#### [Dokumenttext]
########
In den nächsten Tagen dachte ich darüber nach, es meiner Mutter zu erzählen, was bei Larry passiert war. Ich wusste, dass sie mir glauben würde. Aber ich hatte zu viel Angst, um es in Worte zu fassen, Worte würden es so viel wirklicher machen. Und die Verwirrung, die mich in jenem Moment erfasst hatte, war immer noch da. Ich wusste nicht einmal, wie ich klar denken sollte. Außerdem gab es nichts, was sie würde tun können. Selbst ihre Stimme würde meiner nicht mehr Macht verleihen, gegen die Institutionen und Personen, die Larry umgaben, anzugehen.
Es gab nichts, das ich tun konnte.
Ein paar Tage später erkannte ich, dass ich ein weiteres Problem hatte – ich sollte weiterhin zu Larry in die Behandlung gehen. Wenn ich aufhörte, müsste ich es begründen, was mir unmöglich erschien, also beschloss ich, Larry einfach zu sagen, dass es meinem Rücken besser ginge. Er konnte ein letztes Mal meine Handgelenke behandeln, und wir würden es dabei belassen.
########
#### [Bereitgestelltes Material]
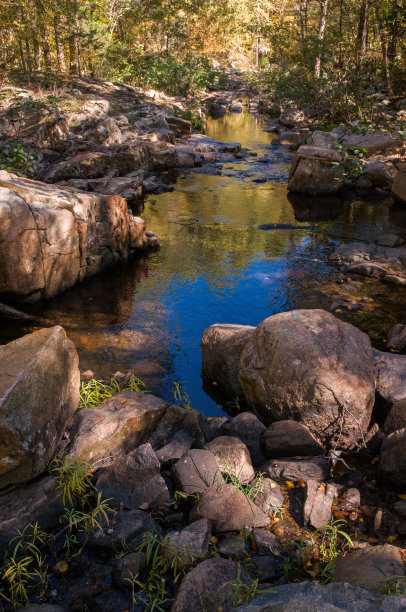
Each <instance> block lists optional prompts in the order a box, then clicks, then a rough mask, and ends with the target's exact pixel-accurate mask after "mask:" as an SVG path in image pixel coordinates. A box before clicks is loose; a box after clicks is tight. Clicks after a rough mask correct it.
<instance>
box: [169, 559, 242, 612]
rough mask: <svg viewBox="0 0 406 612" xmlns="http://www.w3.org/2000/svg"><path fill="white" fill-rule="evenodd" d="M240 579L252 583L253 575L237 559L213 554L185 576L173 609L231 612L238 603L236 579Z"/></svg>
mask: <svg viewBox="0 0 406 612" xmlns="http://www.w3.org/2000/svg"><path fill="white" fill-rule="evenodd" d="M237 579H239V580H240V581H241V582H242V584H245V585H247V587H249V586H250V585H251V584H252V583H253V582H254V578H253V576H251V574H249V573H248V572H247V571H246V570H245V569H244V568H242V567H240V566H239V565H238V563H236V562H235V561H229V560H228V559H221V558H219V557H214V558H213V559H207V560H206V561H203V562H202V563H199V565H198V566H197V567H195V568H194V569H192V570H191V571H190V572H189V573H188V574H187V575H186V576H185V578H184V579H183V580H182V583H181V585H180V587H179V591H178V592H177V594H176V597H175V601H174V603H173V605H172V608H171V610H172V612H192V610H193V612H207V610H213V611H214V610H218V608H221V609H222V611H223V612H230V611H231V610H232V609H233V608H234V607H235V606H234V604H233V599H232V593H233V583H235V581H236V580H237Z"/></svg>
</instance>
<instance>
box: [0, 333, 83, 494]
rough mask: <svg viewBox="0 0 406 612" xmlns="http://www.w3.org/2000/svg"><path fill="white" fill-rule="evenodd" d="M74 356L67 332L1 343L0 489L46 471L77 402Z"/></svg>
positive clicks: (72, 343) (77, 357) (76, 391)
mask: <svg viewBox="0 0 406 612" xmlns="http://www.w3.org/2000/svg"><path fill="white" fill-rule="evenodd" d="M79 382H80V374H79V369H78V356H77V353H76V349H75V347H74V345H73V343H72V342H71V341H70V340H68V338H67V336H66V333H65V330H64V329H63V328H62V327H60V326H56V327H51V328H48V329H40V330H39V331H36V332H34V333H32V334H29V335H27V336H23V337H22V338H20V339H18V340H14V341H13V342H10V343H9V344H5V345H4V346H1V347H0V489H1V488H3V487H6V486H7V485H9V484H17V483H23V482H27V481H29V480H31V479H32V478H35V476H38V474H41V472H43V471H44V470H45V469H46V466H47V463H48V461H49V460H50V459H51V458H52V456H53V454H54V452H55V449H56V447H57V445H58V444H59V442H60V440H61V438H62V435H63V433H64V432H65V430H66V428H67V426H68V425H69V424H70V422H71V420H72V418H73V414H74V412H75V410H76V408H77V406H78V403H79Z"/></svg>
########
#### [Arbeitsaufträge]
a. Welchen Grund wollte die Ich-Person laut dem Text über Larry nennen, um die Behandlung bei ihm zu beenden?
b. Fasse den Text über Larry in zwei Sätzen zusammen.
c. Führe den Text über Larry nach seinem letzten Satz fort.
Das Material spielt hierfür keine Rolle.

#### [Lösungen]
a. Dass es dem Rücken besser gehe.

b. Die Ich-Person denkt darüber nach, der Mutter zu erzählen, was bei Larry passiert war, schweigt aber aus Angst und Verwirrung und weil auch die Mutter nichts gegen die Institutionen und Personen um Larry ausrichten könnte. Da ein Abbruch der Behandlung begründet werden müsste, beschließt die Ich-Person, Larry zu sagen, dem Rücken gehe es besser, und sich ein letztes Mal die Handgelenke behandeln zu lassen.

c.
Als er beim nächsten Termin ins Behandlungszimmer kam, schien es, als hätte sich nichts geändert, zumindest nicht für ihn. Das gleiche einnehmende Auftreten, der gleiche Small Talk, der gleiche Blickkontakt mit meiner Mutter und mir. Nachdem ich ihm mitgeteilt hatte, dass es meinem Rücken besser ginge, schien er froh zu sein und zögerte keinen Augenblick, sich stattdessen auf meine Handgelenke zu konzentrieren.
Nur eine Sache war wirklich neu. Larry war endlich geworden, worauf er gewartet hatte. Er war Vater geworden.
»Komm her, komm her!«, beharrte er beinahe im Flüsterton. Aufregung lag in seiner Stimme. »Komm schon!« Er bedeutete mir, an der Tür zu stehen zu bleiben, und schlüpfte für einen Moment hinaus. Dann kehrte er mit einem winzigen, weichen Bündel zurück. »Ich weiß, dass du sie gerne sehen wolltest, und ich muss einfach mit ihr angeben!«
Sein Gesicht strahlte vor Stolz, als er mir seine neugeborene Tochter zeigte. Seine Frau war kurz vorher zu Besuch gekommen, und als Larry sah, dass ich da war, hatte er sie auf dem Handy angerufen und gebeten, noch mal in die Praxis zurückzukommen, damit ich das Baby sehen konnte.
»Willst du sie halten?«, fragte er, obwohl er die Antwort schon kannte, da er wusste, wie sehr ich Kinder liebte. Er legte mir das Baby in die Arme und flüsterte: »Sie ist wundervoll.«
Seine Erstgeborene hatte eine winzige Knopfnase, feine Augenlider, die im Schlaf geschlossen waren, und dunkles Haar wie Larry. Ein zartes Händchen schaute aus der Decke hervor, in die sie eingewickelt war. »Sie sieht Ihnen ähnlich«, flüsterte ich.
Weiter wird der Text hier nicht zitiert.